EXERCISE BRIEF
Give the entries again, word for word.

MATERIAL SHOWN
────

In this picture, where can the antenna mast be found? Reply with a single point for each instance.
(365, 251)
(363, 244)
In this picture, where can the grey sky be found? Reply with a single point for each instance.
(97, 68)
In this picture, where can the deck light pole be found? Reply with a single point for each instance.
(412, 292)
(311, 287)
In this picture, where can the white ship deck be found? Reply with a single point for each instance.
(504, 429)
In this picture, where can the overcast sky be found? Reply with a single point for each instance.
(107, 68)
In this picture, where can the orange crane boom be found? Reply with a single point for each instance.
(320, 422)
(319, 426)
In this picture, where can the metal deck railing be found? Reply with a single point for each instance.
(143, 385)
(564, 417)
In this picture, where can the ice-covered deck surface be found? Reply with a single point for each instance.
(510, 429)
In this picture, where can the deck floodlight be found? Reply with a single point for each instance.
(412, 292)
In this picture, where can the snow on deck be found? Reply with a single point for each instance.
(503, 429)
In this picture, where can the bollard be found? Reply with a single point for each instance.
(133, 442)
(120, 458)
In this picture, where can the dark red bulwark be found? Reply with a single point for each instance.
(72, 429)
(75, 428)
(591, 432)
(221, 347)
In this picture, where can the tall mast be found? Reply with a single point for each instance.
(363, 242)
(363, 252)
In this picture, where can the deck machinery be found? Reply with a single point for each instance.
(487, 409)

────

RESPONSE FOR THIS EXERCISE
In this picture, where can the antenna mast be found? Reply with a single point for each instance.
(365, 251)
(363, 244)
In this picture, where can the grey sky be found? Reply with a single point for each instance.
(97, 68)
In this picture, where can the deck light pole be found? Reply with a single point for each instance.
(412, 292)
(311, 287)
In this picture, where can the white ship deck be found? Reply with a single point for each instance.
(504, 429)
In this picture, where can the overcast sky be found? Reply with a single point for each instance.
(107, 68)
In this picture, where can the orange crane boom be found? Reply with a single point for each instance.
(320, 422)
(319, 426)
In this picture, where can the metal deck railing be found? Reply with a single point for each instance.
(143, 385)
(564, 417)
In this picture, where can the ice-covered deck surface be found? Reply with a single point for each instance.
(510, 429)
In this picture, where can the deck floodlight be found? Reply with a single point for each instance.
(412, 292)
In this picture, where can the snow on deck be found? Reply with a single point for each instance.
(503, 429)
In this picture, where can the bollard be found? Reply with a single point for each instance.
(133, 442)
(120, 458)
In this picture, where can the dark red bulwark be found? Reply with a single point for each instance.
(72, 429)
(75, 428)
(591, 432)
(221, 347)
In this picture, where can the tall mast be found? Reply with a single point for each instance.
(363, 242)
(363, 252)
In this picture, where can the deck machinery be found? Reply with a single point for each instance.
(487, 409)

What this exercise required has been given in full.